* WHAT THIS TASK INVOLVES:
Rewrite the rows below as a numbered list, leaving out any blank lines.

* PROVIDED MATERIAL:
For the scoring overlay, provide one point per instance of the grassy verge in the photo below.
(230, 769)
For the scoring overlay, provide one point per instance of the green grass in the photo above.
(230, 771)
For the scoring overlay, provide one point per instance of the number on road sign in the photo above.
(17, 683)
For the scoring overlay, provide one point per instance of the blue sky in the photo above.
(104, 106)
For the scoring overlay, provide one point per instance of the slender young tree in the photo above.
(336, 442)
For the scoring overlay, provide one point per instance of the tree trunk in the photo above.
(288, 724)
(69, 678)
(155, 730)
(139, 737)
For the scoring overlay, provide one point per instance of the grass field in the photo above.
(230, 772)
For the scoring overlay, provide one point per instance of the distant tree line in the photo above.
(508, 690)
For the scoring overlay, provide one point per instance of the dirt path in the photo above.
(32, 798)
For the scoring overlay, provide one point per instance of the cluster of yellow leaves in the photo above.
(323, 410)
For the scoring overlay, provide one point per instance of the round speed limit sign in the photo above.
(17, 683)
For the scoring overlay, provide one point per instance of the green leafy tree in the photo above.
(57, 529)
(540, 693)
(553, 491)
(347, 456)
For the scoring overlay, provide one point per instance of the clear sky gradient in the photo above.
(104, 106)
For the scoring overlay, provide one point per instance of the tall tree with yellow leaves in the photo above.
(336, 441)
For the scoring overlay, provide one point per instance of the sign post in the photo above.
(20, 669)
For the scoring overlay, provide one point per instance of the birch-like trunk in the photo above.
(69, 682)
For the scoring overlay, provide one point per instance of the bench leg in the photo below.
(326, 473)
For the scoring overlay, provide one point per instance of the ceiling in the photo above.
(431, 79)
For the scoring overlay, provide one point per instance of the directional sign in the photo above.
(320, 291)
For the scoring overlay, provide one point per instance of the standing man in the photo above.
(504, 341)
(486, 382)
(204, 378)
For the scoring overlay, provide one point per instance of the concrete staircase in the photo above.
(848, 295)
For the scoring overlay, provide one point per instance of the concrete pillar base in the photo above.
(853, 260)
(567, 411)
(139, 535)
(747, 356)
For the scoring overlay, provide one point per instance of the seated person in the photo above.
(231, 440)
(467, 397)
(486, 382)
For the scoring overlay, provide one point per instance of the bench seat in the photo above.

* CORRECT OUTPUT:
1. For the scoring overlay, provide one point per instance of the grassy verge in the photo below.
2. (230, 769)
3. For the scoring overlay, provide one point per instance of the green grass in the photo above.
4. (230, 771)
5. For the scoring overlay, provide one point per instance of the number on road sign in the photo above.
6. (17, 683)
7. For the scoring overlay, provide one point per instance of the blue sky in the photo above.
8. (104, 106)
9. For the scoring overlay, provide one point per instance of the slender young tree in the photo above.
10. (336, 442)
11. For the scoring overlay, provide one point per instance of the tree trunk in the photo above.
12. (288, 724)
13. (69, 678)
14. (155, 730)
15. (139, 737)
16. For the scoring overlay, provide one point per instance of the grass field in the photo above.
17. (230, 772)
18. For the scoring overlay, provide one point per instance of the distant tree line in the photo above.
19. (508, 690)
20. For the scoring overlay, provide one point per instance of the dirt path in the photo above.
21. (32, 798)
22. For the scoring overlay, provide one point per instance of the cluster of yellow leaves in the photo above.
23. (323, 410)
24. For the scoring overlay, provide one point per instance of the round speed limit sign in the photo above.
25. (17, 683)
26. For the scoring overlay, provide one point per instance of the green leafy tree in the photo above.
27. (57, 529)
28. (540, 693)
29. (553, 491)
30. (347, 456)
31. For the scoring overlay, provide one point per instance of the clear sky gradient in the photo above.
32. (104, 106)
33. For the scoring overlay, provide one point per instance of the tall tree with yellow leaves in the photo above.
34. (336, 441)
35. For the scoring overlay, provide one point per instance of the sign post in the photo above.
36. (20, 669)
37. For the scoring overlay, provide one point per instance of the birch-like trunk in the photo above.
38. (69, 682)
39. For the scoring overlay, provide one point per instance of the bench leg in the photo below.
40. (326, 473)
41. For the scoring overlay, provide one point per instance of the ceiling in the photo above.
42. (431, 79)
43. For the scoring overlay, provide one point per instance of the directional sign in the photo above.
44. (320, 291)
45. For the scoring overlay, provide one point per instance of the standing man in the photo above.
46. (504, 341)
47. (486, 382)
48. (204, 378)
49. For the scoring overlay, provide one point per instance of the concrete staircase in the photo above.
50. (848, 295)
51. For the scoring overlay, provide one point per instance of the concrete pillar base in the photo above.
52. (853, 260)
53. (567, 411)
54. (139, 535)
55. (747, 356)
56. For the scoring overlay, provide one point per instance of the seated person in the photo above.
57. (231, 440)
58. (467, 397)
59. (486, 382)
60. For the scoring overlay, provide one point per instance of the bench seat in the photo above.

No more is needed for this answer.